▸ Task list
[1] Echo the essay on rule-based AI systems word for word, starting with "Make it rule-based, and" and going on through "rules run out.".
[2] Turn the paragraph of the essay on rule-based AI systems that opens with "Start with what does not deserve a model at all" into a short bulleted list that keeps its main facts.
[3] Go on with the essay on rule-based AI systems, picking up after its final sentence.

___ Extract ___

Make it rule-based, and call the LLM as rarely as possible.
The most expensive mistake in an AI project is using the LLM for everything. The architecture that actually works is the opposite instinct. Build a system that is, in the end, as rule-based as possible, and reach for the LLM as rarely as you can. A flexible, hybrid setup where classic rules do the bulk of the work and the model is called only when the rules run out.
Start with what does not deserve a model at all. Keyword-based filtering, pre-processing and post-processing on simple matches, does not make much sense to hand to an LLM. What makes sense is classic, category-based filtering driven by the user's conditions. That does the job well and cheaply. Someone on a project proposed filtering with regexes, and the honest reaction is that it is fine but uninspired. The upgrade is not “throw a model at it.” The upgrade is a rule engine, hybrid, that uses the LLM on corner cases. Add a human envelope on top, human revisions, personalization, and now it actually sounds like cutting-edge work instead of a pile of regular expressions.

___ Provided material ___

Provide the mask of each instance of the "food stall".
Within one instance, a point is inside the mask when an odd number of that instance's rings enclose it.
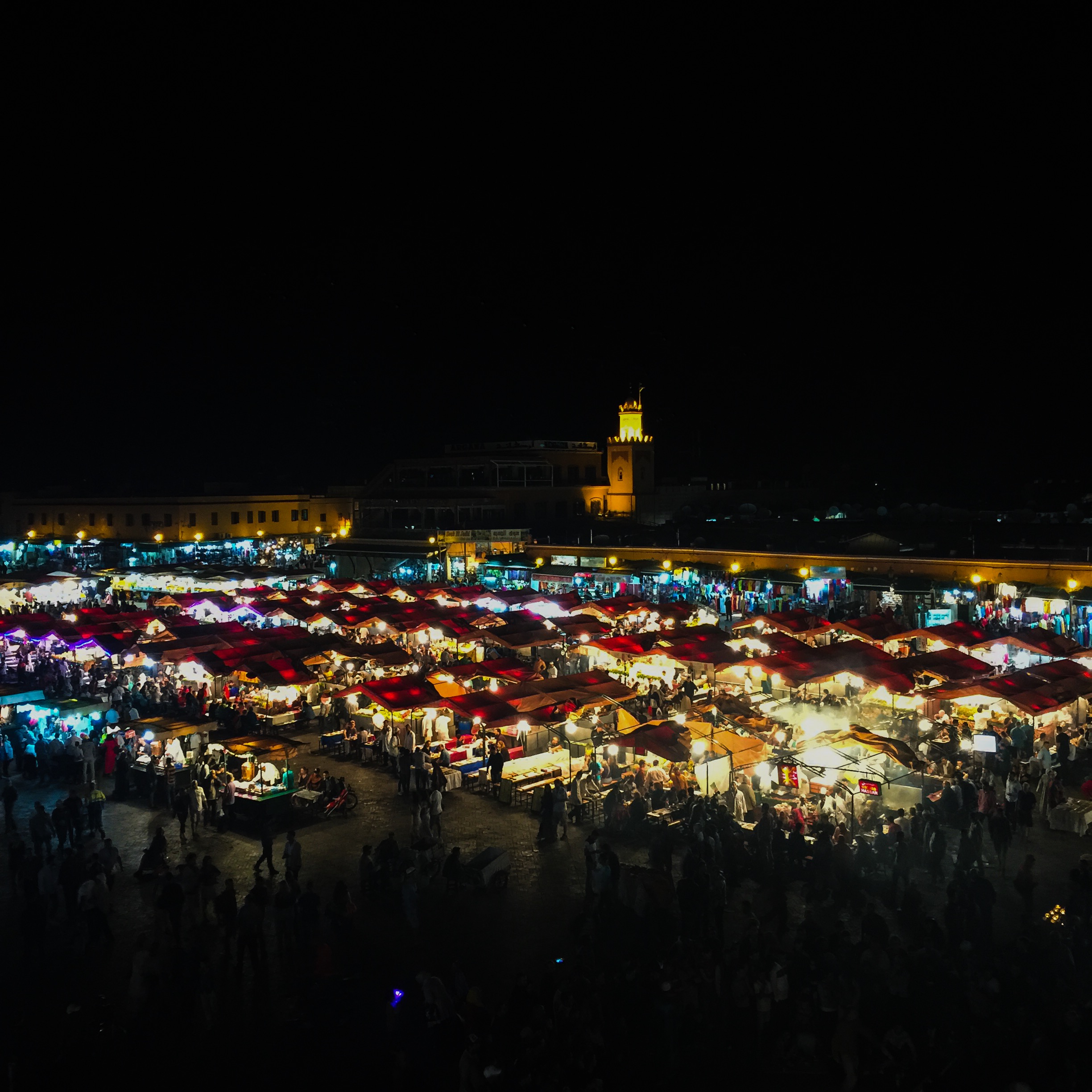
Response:
[[[258,826],[276,826],[287,818],[292,797],[299,790],[285,787],[284,771],[302,745],[295,739],[247,736],[222,746],[228,773],[234,775],[236,818]]]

___

▸ List of answers
[1]
Make it rule-based, and call the LLM as rarely as possible.
The most expensive mistake in an AI project is using the LLM for everything. The architecture that actually works is the opposite instinct. Build a system that is, in the end, as rule-based as possible, and reach for the LLM as rarely as you can. A flexible, hybrid setup where classic rules do the bulk of the work and the model is called only when the rules run out.

[2]
- Keyword-based filtering, and pre- and post-processing on simple matches, are not worth handing to an LLM.
- Classic category-based filtering driven by the user's conditions does the job well and cheaply.
- Filtering with regexes, as proposed on one project, is fine but uninspired.
- The upgrade is a hybrid rule engine that uses the LLM on corner cases, not "throw a model at it."
- Adding a human envelope of human revisions and personalization makes the system sound like cutting-edge work instead of a pile of regular expressions.

[3]
The reason to be stingy with the model is not stinginess, it is physics and economics. You cannot just point an LLM at your database. It will eat millions of dollars in tokens, the context windows get enormous and get truncated somewhere, it will be inaccurate, it will hallucinate, its focus will smear, and the right way to implement it is a completely different principle. That is the line people skip past when they imagine an AI that just reads everything. It does not work that way, and it bankrupts you while not working.
Two practical decisions fall out of this, and I have made both with clients. First, the custom-LLM question. One of my first questions on a recent project was whether they needed their own LLM, and the answer was a flat no. Somebody had clearly explained to them what a custom LLM actually involves. So you take one of the top players, and while they named everyone, Claude and the rest, the choice often lands on a mainstream API. You are not training a model. You are connecting one to your already-parsed data, and standing up the vector layer that lets it search that data. The work is connection, not training.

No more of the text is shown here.